The cast and crew of
Melrose Place gathered at the Century Club in Century City, California,
in March to bid an emotional farewell to the show that had become a
national guilty pleasure. After filling their plates from an overflowing
buffet, the partygoers hit the dance floor and the blackjack and
roulette tables that had been rolled in for the occasion. When the piles
of chips had all been gambled away, Melrose executive producer Aaron
Spelling climbed onstage. A veteran producer with a miles-long list of
hit shows to his credit (Beverly Hills, 90210; Dynasty; Charlie's
Angels), he'd hosted good-bye parties like this many times. But
something was different that night - he just couldn't address the cast
and crew alone. So he brought up the woman he calls his "good luck
charm": Heather Locklear. Holding hands with Spelling, tears
filling her eyes, Locklear thanked the assembled crowd and announced,
laughing, "If anyone needs a special guest star; I'm
available."
The end of her reign as Melrose Place's
"special guest star" - and the bitchiest landlord and
advertising executive on television - has left Locklear, 37, without a
steady paycheck for the first time in recent memory. It's certainly an
unwelcome situation for a woman who once said she "could never get
enough work. I always worry about work - that it will go away tomorrow
or that I'm not going to be good." She's been here before: With the
end of Dynasty in 1989, she found herself making do with cheesy movies
of the week, an exercise video, and a forgettable role in a forgettable
movie called The Return of Swamp Thing, until Spelling came calling with
the sink-your-teeth-into-it role of Amanda Woodward.

WRITTEN TASK 1:
Arrange the entries from the line with "Where is each instance of the bare" through the end of the entries as a numbered list, leaving out blank lines.
The entries below have no connection to the Melrose Place article.

EXTRACTED INFORMATION:
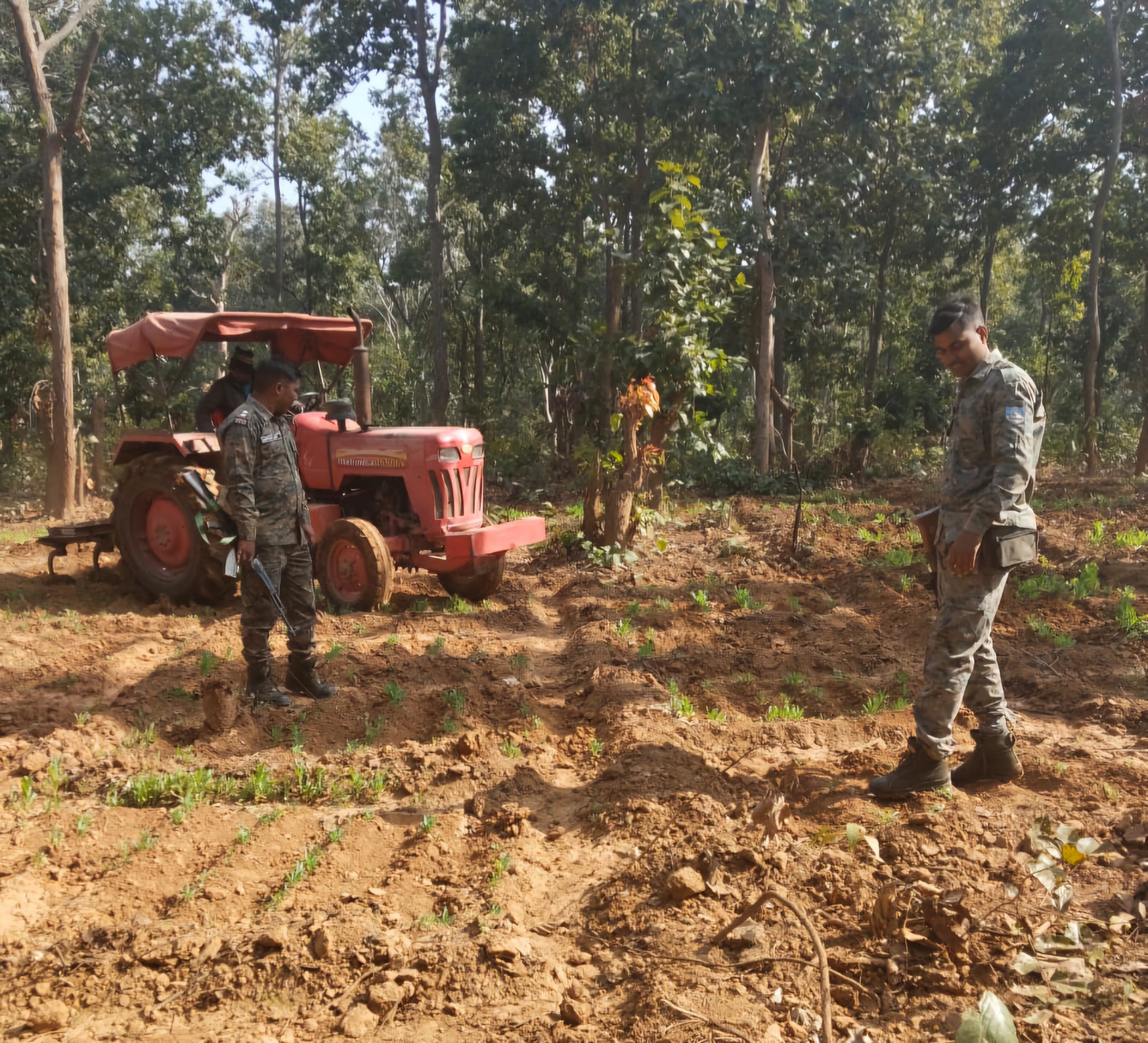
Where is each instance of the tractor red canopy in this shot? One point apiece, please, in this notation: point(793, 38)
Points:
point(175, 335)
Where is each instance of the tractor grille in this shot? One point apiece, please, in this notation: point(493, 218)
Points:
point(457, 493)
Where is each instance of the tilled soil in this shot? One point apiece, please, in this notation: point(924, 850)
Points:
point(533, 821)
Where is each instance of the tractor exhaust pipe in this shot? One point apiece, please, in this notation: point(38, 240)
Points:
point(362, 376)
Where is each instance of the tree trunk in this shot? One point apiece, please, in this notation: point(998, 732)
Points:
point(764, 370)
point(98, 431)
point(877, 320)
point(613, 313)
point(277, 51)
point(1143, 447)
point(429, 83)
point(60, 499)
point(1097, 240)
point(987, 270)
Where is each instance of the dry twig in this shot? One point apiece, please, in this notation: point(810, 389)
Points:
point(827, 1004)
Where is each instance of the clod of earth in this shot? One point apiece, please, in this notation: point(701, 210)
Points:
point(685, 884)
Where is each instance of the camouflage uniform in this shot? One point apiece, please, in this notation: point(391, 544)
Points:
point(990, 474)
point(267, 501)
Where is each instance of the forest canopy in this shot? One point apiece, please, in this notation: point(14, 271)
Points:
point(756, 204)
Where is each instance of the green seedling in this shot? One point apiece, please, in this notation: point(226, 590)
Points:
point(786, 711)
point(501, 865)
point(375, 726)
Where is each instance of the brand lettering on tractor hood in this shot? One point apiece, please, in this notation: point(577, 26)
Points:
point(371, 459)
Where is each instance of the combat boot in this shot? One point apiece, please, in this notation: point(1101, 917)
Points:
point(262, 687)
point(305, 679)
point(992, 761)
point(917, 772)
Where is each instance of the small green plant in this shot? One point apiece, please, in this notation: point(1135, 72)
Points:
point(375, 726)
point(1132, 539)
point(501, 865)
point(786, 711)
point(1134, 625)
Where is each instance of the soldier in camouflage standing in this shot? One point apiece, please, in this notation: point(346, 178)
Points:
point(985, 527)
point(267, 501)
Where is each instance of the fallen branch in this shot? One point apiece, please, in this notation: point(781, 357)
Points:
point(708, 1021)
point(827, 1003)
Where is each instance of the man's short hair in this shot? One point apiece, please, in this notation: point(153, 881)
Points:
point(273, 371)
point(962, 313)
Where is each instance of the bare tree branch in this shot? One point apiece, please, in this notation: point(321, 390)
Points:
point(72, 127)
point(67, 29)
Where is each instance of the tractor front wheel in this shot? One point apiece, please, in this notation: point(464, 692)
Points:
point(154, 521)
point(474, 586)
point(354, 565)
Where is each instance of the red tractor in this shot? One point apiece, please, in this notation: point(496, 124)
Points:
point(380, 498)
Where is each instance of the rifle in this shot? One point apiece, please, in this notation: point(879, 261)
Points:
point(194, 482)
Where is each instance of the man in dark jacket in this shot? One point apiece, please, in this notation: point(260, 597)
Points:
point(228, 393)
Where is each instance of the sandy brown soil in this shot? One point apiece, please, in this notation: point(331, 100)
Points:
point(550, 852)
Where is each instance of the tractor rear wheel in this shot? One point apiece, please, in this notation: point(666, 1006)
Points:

WRITTEN TASK 2:
Name every television show mentioned in the Melrose Place article.

FINAL RESULT 1:
1. Where is each instance of the bare tree branch in this shot? One point apiece, please, in this notation: point(321, 390)
2. Points:
3. point(72, 127)
4. point(67, 29)
5. Where is each instance of the tractor front wheel in this shot? One point apiece, please, in this notation: point(464, 692)
6. Points:
7. point(154, 521)
8. point(474, 586)
9. point(354, 565)
10. Where is each instance of the red tractor in this shot? One point apiece, please, in this notation: point(496, 124)
11. Points:
12. point(380, 498)
13. Where is each instance of the rifle in this shot? One point apiece, please, in this notation: point(879, 261)
14. Points:
15. point(194, 482)
16. Where is each instance of the man in dark jacket in this shot? One point apiece, please, in this notation: point(260, 597)
17. Points:
18. point(228, 393)
19. Where is each instance of the sandy brown soil in this shot? One point apiece, please, in this notation: point(331, 100)
20. Points:
21. point(550, 852)
22. Where is each instance of the tractor rear wheel in this shot? One point apiece, please, in this notation: point(666, 1006)
23. Points:

FINAL RESULT 2:
Melrose Place
Beverly Hills, 90210
Dynasty
Charlie's Angels